## Short task
Reproduce the closing part of the entries exactly: the line with "Extract wooden bench" and all lines after it, ending with the last line, and nothing else.

## Stored items from a collection
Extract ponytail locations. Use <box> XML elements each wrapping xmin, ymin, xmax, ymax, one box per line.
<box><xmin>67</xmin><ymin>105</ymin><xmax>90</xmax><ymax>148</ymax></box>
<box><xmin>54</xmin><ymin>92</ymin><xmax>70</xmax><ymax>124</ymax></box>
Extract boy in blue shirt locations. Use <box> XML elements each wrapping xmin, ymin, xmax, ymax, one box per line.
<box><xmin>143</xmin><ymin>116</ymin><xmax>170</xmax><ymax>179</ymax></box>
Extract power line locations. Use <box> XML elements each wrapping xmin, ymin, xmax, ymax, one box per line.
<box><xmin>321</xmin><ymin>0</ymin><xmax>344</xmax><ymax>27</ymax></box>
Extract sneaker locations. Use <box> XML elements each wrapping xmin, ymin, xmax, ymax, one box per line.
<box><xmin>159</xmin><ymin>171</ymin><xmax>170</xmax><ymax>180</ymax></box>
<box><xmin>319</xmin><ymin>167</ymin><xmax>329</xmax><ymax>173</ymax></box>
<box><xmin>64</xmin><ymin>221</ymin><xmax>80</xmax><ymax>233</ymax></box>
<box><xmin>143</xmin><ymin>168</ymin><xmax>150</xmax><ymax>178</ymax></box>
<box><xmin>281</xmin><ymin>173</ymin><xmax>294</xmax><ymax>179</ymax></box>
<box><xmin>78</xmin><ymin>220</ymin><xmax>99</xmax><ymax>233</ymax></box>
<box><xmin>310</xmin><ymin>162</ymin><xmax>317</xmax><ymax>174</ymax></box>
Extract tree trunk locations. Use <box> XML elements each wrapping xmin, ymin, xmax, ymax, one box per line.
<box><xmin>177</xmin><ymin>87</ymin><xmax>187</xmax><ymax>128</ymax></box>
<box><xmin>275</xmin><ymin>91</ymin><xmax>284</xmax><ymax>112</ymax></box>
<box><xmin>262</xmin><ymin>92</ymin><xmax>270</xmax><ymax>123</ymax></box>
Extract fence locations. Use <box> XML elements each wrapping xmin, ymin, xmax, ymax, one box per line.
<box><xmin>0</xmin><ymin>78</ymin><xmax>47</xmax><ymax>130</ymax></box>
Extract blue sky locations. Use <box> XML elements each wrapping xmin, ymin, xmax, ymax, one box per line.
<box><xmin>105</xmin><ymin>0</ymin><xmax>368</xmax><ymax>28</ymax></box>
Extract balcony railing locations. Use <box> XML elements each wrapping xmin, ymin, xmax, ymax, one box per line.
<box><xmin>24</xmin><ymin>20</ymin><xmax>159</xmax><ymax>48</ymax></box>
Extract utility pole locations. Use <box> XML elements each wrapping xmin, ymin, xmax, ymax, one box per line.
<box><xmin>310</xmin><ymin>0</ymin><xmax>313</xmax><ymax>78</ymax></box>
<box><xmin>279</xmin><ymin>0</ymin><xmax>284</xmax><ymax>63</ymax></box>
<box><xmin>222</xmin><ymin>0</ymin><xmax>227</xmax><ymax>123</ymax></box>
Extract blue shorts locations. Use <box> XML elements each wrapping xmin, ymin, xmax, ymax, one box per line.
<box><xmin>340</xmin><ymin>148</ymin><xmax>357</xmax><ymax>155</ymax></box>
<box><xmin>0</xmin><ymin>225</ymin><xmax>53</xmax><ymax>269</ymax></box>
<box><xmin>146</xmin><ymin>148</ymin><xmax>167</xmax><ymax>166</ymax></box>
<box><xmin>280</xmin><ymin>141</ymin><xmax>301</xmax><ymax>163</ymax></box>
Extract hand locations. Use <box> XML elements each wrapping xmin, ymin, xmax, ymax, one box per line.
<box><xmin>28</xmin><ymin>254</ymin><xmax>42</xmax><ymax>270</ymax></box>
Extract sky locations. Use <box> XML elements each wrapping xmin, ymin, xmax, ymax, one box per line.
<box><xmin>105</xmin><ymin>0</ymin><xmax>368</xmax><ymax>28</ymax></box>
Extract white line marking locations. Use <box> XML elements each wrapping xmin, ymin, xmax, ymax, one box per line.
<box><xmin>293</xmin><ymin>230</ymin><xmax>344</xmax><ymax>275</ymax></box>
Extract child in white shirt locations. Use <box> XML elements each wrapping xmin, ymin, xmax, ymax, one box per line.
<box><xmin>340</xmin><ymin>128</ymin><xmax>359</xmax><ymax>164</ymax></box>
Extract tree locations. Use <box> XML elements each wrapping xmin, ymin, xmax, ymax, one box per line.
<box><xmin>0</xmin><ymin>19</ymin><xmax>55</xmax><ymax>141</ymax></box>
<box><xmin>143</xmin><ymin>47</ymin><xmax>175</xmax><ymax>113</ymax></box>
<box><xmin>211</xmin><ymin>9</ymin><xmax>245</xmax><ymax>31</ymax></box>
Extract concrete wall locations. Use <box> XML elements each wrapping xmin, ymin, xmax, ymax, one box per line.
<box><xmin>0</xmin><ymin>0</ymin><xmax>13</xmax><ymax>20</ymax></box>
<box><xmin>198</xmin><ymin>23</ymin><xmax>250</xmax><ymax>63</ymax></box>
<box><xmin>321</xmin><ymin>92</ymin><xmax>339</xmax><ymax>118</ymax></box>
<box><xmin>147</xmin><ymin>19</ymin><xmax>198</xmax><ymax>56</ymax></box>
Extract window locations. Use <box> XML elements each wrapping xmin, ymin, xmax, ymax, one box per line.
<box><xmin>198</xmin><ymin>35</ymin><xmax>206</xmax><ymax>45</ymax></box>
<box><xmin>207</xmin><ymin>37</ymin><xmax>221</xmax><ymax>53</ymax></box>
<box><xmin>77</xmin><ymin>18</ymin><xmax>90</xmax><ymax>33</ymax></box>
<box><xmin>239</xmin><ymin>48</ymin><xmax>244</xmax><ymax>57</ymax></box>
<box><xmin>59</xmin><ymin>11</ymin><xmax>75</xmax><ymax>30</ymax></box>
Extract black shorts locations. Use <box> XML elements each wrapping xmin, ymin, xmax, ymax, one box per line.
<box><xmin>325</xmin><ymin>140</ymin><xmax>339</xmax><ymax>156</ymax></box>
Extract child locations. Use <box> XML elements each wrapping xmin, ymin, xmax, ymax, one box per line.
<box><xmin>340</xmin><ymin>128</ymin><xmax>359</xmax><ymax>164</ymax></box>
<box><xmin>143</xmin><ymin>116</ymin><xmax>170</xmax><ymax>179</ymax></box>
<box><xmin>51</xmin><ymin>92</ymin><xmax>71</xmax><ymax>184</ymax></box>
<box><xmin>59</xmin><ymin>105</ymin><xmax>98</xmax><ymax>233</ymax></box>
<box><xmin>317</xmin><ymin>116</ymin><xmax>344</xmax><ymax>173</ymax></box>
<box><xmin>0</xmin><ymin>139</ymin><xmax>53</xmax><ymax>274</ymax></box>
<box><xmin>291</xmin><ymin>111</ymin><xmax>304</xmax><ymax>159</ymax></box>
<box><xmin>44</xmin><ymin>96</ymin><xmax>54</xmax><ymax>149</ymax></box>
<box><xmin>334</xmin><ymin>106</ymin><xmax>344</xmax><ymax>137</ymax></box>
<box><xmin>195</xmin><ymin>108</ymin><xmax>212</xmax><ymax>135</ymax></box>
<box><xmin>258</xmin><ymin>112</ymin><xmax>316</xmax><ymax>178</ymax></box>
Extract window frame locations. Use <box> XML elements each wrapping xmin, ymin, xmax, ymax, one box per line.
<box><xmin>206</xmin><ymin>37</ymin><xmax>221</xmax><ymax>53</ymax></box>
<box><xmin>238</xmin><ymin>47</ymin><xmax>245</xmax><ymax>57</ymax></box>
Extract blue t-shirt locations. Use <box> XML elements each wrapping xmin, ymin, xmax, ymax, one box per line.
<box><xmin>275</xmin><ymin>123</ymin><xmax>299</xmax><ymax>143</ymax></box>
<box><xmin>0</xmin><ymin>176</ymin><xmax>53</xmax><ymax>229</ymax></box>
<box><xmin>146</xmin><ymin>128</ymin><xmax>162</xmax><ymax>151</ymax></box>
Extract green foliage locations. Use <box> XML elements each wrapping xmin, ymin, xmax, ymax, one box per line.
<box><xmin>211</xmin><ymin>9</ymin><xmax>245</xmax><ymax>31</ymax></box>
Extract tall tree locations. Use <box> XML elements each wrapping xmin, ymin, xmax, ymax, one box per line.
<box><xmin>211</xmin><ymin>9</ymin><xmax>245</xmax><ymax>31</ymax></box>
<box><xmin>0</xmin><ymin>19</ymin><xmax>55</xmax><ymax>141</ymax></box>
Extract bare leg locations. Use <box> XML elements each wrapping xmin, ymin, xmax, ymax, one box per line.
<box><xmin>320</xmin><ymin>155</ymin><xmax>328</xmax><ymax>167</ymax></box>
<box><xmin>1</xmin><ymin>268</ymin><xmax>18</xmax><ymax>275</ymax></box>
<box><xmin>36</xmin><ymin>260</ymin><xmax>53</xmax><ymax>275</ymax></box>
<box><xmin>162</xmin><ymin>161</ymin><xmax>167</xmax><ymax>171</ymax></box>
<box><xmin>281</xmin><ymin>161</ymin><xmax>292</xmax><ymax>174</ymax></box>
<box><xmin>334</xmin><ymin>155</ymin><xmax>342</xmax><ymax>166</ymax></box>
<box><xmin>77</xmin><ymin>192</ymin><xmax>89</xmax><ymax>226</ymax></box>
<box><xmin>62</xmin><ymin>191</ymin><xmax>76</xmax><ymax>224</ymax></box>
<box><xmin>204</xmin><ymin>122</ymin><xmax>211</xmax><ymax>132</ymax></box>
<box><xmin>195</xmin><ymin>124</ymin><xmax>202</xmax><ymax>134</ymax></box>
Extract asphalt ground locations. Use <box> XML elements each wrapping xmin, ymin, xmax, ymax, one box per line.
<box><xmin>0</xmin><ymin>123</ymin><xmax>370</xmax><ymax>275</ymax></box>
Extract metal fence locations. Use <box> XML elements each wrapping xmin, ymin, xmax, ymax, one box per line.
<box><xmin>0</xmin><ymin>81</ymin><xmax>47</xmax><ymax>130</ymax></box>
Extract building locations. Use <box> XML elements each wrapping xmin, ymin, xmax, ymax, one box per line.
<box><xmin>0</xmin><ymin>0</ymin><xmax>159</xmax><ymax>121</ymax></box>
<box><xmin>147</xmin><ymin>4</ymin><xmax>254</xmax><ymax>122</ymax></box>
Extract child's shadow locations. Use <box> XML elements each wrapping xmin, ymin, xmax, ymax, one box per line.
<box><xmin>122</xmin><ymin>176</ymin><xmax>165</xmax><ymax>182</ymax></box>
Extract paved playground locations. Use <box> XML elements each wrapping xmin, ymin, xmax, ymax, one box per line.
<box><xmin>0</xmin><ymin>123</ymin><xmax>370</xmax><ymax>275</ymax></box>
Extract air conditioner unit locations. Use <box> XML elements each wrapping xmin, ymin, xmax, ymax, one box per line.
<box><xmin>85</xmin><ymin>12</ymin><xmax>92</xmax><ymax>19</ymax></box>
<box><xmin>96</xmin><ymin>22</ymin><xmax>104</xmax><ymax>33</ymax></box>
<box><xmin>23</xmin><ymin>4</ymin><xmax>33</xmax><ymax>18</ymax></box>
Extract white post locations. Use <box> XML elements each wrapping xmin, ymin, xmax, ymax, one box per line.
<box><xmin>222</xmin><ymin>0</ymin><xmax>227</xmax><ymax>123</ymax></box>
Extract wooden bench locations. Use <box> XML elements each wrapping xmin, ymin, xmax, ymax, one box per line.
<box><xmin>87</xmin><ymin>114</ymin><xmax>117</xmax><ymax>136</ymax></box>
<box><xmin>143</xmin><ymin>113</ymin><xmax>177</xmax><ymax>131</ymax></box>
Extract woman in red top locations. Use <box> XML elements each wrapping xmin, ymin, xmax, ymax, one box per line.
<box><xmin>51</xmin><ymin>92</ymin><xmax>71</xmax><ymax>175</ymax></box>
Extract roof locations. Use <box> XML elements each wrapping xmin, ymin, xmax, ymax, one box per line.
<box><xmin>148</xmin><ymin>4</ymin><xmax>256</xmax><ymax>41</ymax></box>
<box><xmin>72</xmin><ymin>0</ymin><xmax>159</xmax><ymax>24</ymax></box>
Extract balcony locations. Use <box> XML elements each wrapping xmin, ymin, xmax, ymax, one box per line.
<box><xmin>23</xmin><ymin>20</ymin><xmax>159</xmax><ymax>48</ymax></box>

## Solution below
Extract wooden bench locations. Use <box> XML elements each wrapping xmin, ymin, xmax, ymax, one box per line.
<box><xmin>87</xmin><ymin>114</ymin><xmax>117</xmax><ymax>136</ymax></box>
<box><xmin>143</xmin><ymin>113</ymin><xmax>177</xmax><ymax>131</ymax></box>
Extract woman in red top locations. Use <box> XML elements each wrapping xmin, ymin, xmax, ymax, one box per line.
<box><xmin>51</xmin><ymin>92</ymin><xmax>71</xmax><ymax>175</ymax></box>
Extract roof locations. Use <box> XML elements each wrapping xmin, ymin, xmax, ymax, one box per line.
<box><xmin>148</xmin><ymin>4</ymin><xmax>256</xmax><ymax>41</ymax></box>
<box><xmin>72</xmin><ymin>0</ymin><xmax>159</xmax><ymax>24</ymax></box>
Extract balcony locations. Use <box> XML elements each wrapping xmin, ymin, xmax, ymax, one box per line.
<box><xmin>23</xmin><ymin>20</ymin><xmax>159</xmax><ymax>48</ymax></box>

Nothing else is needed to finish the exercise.